---------- EXCERPT PROVIDED ----------
Two weeks ago, the State Department issued its annual report on International Religious Freedom.

Secretary of State Mike Pompeo introduced the report, as it was publicly rolled out, explaining why promoting religious freedom is in the US national interest and why it is a Trump administration priority.

“Where fundamental freedoms of religion, expression, press and peaceful assembly are under attack, we find conflict, instability, and terrorism,” Pompeo said. However, “governments and societies that champion these freedoms are more secure, stable and peaceful.”

Pompeo also revealed that next month the State Department will host the “first ever” ministerial-level conference to advance religious freedom.

“It will not just be a discussion group,” he affirmed, but it will identify “concrete ways” to counter persecution and “ensure greater respect for religious freedom for all.”

Sam Brownback is Ambassador-at-Large for International Religious Freedom. Kurdistan 24 spoke with him, following the publication of the report from his office.

“The Kurds have been particularly good about protecting people of minority faiths and much more supportive of basic religious freedom,” Amb. Brownback said.

“They haven’t formed their government” on the basis of a “particular faith,” he explained. Rather, their government is “defined” much more “as a group and an area.”

Paul Davis, formerly a Pentagon analyst on Kurdish affairs and now a Senior Fellow at Soran University, complained to Kurdistan 24 that the Kurds do not get the credit they deserve for their tolerance. He suggested that one likely reason was the State Department’s rigid interpretation of its “one-Iraq” policy and the tendency to see everything through a Baghdad-centric lens.
----------
Please explain, from the excerpt above on the religious freedom report, what Paul Davis suggested as a likely reason the Kurds don't get the credit they deserve for their tolerance.
---------- RAW RECORDS ----------
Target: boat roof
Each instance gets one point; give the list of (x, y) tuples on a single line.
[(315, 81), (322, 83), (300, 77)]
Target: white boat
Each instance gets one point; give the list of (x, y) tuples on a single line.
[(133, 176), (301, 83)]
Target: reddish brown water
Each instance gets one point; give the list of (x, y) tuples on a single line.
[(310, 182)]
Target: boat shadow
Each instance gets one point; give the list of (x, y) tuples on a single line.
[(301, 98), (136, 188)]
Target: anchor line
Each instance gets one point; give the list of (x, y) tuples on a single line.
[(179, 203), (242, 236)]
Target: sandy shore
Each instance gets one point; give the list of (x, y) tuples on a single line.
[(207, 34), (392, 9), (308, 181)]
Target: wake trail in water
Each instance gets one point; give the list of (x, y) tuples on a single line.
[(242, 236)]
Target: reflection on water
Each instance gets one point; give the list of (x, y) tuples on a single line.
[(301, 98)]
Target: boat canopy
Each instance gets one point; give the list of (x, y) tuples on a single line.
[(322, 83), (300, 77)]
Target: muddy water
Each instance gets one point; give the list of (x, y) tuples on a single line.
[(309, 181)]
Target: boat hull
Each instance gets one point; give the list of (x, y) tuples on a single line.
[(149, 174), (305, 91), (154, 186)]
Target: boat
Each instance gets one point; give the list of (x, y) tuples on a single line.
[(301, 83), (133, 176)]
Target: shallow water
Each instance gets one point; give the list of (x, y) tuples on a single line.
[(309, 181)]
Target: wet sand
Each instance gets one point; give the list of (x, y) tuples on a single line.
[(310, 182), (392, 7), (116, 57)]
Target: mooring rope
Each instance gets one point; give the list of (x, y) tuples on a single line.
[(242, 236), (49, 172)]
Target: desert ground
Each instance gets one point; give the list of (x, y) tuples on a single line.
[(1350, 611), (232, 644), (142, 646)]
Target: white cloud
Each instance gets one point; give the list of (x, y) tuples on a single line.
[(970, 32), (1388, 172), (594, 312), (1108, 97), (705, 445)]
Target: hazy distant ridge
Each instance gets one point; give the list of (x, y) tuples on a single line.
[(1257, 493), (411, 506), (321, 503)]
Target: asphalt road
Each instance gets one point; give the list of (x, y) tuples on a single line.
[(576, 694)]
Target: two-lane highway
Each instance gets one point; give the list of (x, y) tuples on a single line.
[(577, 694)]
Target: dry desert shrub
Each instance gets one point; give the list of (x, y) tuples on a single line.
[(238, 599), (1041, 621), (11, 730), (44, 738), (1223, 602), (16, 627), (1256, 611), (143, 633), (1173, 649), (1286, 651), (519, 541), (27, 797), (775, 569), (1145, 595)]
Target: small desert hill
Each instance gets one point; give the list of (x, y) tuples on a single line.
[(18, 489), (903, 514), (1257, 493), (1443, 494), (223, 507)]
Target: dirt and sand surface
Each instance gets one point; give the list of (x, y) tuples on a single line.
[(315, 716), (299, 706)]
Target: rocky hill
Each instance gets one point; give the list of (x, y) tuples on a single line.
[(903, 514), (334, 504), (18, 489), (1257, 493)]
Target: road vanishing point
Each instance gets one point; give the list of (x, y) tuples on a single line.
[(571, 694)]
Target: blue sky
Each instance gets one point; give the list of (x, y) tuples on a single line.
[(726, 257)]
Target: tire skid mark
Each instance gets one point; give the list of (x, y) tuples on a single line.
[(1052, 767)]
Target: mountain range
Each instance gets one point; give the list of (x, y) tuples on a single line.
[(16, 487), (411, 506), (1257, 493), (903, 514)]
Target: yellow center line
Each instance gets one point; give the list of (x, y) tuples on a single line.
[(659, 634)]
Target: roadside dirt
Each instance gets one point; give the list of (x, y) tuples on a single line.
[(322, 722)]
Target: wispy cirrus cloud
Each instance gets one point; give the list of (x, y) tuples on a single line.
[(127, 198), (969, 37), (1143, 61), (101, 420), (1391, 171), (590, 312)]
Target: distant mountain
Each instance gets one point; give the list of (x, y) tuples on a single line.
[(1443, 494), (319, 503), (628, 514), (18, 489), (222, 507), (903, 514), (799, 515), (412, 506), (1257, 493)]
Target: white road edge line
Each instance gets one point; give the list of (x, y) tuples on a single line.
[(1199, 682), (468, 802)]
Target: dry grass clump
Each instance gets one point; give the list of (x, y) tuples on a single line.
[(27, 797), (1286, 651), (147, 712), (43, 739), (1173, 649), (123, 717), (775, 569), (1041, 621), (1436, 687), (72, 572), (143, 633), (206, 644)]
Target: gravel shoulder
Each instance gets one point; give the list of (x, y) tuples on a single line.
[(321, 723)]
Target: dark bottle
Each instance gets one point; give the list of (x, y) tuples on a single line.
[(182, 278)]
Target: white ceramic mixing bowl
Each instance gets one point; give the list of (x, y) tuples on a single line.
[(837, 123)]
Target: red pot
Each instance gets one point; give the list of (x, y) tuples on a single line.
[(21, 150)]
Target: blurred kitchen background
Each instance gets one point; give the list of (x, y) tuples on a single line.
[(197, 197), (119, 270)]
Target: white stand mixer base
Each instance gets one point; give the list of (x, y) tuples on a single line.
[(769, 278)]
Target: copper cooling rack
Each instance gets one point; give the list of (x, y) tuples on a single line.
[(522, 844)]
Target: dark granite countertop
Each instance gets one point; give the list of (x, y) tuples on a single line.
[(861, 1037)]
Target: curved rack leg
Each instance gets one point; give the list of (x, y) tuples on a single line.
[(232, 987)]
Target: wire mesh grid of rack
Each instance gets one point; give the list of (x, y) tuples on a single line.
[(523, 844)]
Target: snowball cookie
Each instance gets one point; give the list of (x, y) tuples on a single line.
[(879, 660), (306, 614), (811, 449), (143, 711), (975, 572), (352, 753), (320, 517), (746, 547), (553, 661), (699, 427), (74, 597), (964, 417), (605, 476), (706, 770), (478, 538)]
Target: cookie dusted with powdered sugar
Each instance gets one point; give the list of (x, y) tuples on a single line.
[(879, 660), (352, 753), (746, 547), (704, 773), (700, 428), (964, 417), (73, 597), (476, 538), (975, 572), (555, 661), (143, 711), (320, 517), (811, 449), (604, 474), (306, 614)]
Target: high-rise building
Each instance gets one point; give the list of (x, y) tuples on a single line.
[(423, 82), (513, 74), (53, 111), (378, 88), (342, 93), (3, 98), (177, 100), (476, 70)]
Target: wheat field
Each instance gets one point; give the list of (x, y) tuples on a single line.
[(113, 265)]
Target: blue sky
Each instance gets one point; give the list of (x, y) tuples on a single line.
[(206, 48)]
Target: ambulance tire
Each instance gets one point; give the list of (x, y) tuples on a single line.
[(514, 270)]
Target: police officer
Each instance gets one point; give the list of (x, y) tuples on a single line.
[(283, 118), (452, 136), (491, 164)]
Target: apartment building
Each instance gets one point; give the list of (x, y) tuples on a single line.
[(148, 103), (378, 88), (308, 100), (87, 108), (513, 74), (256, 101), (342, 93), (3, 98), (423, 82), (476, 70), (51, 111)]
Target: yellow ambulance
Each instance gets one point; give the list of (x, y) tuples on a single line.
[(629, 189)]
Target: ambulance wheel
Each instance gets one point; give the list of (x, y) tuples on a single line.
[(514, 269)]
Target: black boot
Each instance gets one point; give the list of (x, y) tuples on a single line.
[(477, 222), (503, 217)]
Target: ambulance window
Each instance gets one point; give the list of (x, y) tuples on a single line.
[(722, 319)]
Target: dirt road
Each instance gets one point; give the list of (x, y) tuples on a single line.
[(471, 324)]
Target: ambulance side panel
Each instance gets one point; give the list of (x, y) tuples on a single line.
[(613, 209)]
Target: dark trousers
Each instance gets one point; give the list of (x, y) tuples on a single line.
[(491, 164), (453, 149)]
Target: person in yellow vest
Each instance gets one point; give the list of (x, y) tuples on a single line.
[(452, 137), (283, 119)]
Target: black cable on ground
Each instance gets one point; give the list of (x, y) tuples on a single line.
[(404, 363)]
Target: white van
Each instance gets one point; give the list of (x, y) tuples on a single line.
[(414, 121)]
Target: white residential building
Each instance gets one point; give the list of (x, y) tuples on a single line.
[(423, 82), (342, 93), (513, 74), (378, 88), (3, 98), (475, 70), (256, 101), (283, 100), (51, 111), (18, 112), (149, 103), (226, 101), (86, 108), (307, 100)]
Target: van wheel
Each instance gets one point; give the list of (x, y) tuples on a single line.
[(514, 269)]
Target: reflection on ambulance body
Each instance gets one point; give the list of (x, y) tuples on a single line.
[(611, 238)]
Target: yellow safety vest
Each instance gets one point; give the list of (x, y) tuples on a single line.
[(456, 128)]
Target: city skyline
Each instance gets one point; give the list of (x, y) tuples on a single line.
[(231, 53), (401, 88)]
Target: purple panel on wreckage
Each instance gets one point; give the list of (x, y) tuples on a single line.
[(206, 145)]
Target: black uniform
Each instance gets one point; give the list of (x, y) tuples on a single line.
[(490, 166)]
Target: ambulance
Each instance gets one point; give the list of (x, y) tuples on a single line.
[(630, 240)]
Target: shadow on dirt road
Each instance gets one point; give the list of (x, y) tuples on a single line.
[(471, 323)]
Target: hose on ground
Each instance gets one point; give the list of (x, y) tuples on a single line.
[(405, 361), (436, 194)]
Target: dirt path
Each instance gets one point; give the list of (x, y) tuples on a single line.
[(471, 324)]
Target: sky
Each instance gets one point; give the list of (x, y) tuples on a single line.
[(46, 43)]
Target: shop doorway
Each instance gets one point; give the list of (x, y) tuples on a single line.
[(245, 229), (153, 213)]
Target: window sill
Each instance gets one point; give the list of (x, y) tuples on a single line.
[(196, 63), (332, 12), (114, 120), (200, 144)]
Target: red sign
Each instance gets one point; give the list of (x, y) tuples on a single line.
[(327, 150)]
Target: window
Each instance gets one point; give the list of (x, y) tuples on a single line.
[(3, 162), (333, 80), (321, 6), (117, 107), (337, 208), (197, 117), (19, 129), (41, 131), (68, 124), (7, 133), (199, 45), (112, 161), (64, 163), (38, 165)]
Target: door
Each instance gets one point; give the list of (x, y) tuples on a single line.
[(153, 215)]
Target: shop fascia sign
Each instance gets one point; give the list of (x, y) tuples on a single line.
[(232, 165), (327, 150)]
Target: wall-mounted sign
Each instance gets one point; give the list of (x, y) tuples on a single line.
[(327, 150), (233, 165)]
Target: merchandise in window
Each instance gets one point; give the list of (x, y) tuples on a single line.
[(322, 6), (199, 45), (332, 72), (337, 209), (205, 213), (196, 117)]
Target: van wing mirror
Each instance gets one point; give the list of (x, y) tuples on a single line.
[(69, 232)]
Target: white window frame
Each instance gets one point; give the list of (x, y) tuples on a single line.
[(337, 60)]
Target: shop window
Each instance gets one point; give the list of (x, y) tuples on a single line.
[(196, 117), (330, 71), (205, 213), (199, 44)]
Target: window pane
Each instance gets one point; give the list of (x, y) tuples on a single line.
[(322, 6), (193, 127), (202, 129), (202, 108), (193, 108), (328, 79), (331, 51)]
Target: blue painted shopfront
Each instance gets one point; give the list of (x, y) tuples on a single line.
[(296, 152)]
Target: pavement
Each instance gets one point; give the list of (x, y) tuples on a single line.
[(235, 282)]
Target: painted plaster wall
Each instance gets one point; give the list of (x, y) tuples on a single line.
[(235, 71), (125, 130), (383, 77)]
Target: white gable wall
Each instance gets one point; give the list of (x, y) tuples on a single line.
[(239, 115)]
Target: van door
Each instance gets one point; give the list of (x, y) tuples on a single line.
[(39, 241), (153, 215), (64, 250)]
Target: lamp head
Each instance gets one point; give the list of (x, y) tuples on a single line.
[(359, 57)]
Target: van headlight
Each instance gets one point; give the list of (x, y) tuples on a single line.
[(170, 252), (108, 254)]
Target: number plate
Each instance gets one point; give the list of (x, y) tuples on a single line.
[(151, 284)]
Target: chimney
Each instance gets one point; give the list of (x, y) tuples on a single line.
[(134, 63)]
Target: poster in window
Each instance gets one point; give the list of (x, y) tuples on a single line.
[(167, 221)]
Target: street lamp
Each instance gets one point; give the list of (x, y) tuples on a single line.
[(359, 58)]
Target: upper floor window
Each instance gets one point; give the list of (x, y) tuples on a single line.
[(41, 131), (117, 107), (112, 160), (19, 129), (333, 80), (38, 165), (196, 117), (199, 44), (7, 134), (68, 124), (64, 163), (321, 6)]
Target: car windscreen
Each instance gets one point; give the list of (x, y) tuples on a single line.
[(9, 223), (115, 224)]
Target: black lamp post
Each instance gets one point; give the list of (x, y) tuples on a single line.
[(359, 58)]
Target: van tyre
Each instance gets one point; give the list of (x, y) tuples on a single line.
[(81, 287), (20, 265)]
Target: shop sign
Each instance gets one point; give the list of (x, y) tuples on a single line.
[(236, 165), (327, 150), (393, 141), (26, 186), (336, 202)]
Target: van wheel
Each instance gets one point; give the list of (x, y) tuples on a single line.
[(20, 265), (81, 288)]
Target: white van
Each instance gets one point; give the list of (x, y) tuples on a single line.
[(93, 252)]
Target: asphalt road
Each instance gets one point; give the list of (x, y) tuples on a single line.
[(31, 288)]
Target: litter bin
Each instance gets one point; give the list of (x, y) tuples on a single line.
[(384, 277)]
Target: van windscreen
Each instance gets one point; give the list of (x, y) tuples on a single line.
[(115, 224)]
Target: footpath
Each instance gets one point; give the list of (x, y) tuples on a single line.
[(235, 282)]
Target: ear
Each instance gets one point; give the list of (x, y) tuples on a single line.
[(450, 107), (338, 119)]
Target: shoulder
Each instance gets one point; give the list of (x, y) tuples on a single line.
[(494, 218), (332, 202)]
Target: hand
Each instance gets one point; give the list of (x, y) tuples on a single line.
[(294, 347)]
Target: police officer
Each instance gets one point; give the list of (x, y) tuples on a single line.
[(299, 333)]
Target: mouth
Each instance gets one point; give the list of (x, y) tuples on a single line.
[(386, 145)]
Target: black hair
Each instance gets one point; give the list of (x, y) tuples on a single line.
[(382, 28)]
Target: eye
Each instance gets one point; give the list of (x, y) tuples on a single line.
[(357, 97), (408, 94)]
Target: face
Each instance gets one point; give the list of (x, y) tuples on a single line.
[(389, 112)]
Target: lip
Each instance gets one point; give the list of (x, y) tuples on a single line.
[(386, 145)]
----------
§ ANSWER TO THE PROBLEM
He suggested that a likely reason was the State Department's rigid interpretation of its "one-Iraq" policy, along with its tendency to see everything through a Baghdad-centric lens.